▶ CONSIGNES
[1] D'après le texte source, quels peuples étaient ennemis ?
[2] Dans le texte source, relevez toutes les raisons introduites par « parce que » ou « parce qu' » qui expliquent pourquoi son amour pour cette âme augmente.
[3] Recopiez dans le texte source le passage qui va de « Sans souci de » jusqu'à « de leur mépris. ».

──────── TEXTE SOURCE

Venu pour guérir les cœurs souffrants, il ne cherche point un lieu spécial pour le faire, car, hélas, les cœurs souffrants sont partout!
Sans souci de la forme et de l’extérieur, ni de l’apparence des personnes, ni même des nationalités — car les Samaritains et les Juifs étaient ennemis — il accomplit sa mission d’amour.
Lui qui lit au fond des cœurs, Il sait qui est cette femme — combien de fois du reste ne lui a-t-on pas déjà reproché de frayer avec les gens de mauvaise vie? Et c’est justement parce qu’il le sait, PARCE QU’IL CONNAÎT LES RAVAGES QUE LE PÉCHÉ a faits dans cette âme, parce que le mal est profond, parce qu’il voit tout cela, que son amour pour cette âme augmente.
Il a donné sa vie pour elle, il a quitté son ciel, il faut donc qu’il agisse.
Et avec quelle délicatesse! Il entre en matière, en lui demandant un service: «Donne-moi à boire!»
Que nous sommes loin de l’attitude des pharisiens orgueilleux, qui l'auraient dédaigneusement toisée, se drapant dans leur dignité et l’accablant de leur mépris.

────────────────
──────── DONNÉES EXTRAITES

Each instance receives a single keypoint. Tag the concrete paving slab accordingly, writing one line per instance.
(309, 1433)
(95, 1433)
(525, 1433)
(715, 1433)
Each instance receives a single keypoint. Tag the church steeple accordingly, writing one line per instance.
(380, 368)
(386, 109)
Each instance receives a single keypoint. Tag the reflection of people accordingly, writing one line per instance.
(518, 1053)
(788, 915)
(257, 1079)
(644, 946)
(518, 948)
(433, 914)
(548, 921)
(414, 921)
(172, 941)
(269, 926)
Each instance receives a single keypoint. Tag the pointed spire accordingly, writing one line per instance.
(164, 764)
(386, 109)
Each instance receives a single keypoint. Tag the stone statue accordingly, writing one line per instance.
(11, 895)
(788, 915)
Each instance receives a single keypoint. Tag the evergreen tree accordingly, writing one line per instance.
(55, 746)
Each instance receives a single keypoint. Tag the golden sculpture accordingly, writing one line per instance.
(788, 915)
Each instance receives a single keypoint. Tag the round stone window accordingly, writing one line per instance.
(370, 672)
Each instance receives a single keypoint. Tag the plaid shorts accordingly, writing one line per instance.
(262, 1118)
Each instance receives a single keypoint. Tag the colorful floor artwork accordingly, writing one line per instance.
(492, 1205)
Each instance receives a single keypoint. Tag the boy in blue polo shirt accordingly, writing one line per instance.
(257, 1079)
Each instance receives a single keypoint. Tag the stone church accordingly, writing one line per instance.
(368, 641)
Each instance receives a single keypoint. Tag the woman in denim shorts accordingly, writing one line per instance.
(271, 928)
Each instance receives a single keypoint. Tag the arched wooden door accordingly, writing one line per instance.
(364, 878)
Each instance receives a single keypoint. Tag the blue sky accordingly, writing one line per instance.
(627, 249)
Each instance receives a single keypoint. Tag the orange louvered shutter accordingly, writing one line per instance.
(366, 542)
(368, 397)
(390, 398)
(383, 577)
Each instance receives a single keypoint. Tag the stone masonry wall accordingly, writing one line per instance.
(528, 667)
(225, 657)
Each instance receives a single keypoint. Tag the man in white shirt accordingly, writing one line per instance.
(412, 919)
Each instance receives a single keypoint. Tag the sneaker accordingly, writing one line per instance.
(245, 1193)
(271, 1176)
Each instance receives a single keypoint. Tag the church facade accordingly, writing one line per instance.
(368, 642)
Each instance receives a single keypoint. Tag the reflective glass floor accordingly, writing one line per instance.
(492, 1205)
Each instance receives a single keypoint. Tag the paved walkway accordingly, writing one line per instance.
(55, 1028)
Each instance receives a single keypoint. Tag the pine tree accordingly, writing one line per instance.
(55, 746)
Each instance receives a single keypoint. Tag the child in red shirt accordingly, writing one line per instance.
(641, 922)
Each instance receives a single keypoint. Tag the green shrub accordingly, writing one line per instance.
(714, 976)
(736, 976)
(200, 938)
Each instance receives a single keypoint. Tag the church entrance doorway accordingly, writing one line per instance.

────────────────

▶ LISTE DES RÉPONSES
[1] Les Samaritains et les Juifs.

[2]
- il le sait
- il connaît les ravages que le péché a faits dans cette âme
- le mal est profond
- il voit tout cela

[3]
Sans souci de la forme et de l’extérieur, ni de l’apparence des personnes, ni même des nationalités — car les Samaritains et les Juifs étaient ennemis — il accomplit sa mission d’amour.
Lui qui lit au fond des cœurs, Il sait qui est cette femme — combien de fois du reste ne lui a-t-on pas déjà reproché de frayer avec les gens de mauvaise vie? Et c’est justement parce qu’il le sait, PARCE QU’IL CONNAÎT LES RAVAGES QUE LE PÉCHÉ a faits dans cette âme, parce que le mal est profond, parce qu’il voit tout cela, que son amour pour cette âme augmente.
Il a donné sa vie pour elle, il a quitté son ciel, il faut donc qu’il agisse.
Et avec quelle délicatesse! Il entre en matière, en lui demandant un service: «Donne-moi à boire!»
Que nous sommes loin de l’attitude des pharisiens orgueilleux, qui l'auraient dédaigneusement toisée, se drapant dans leur dignité et l’accablant de leur mépris.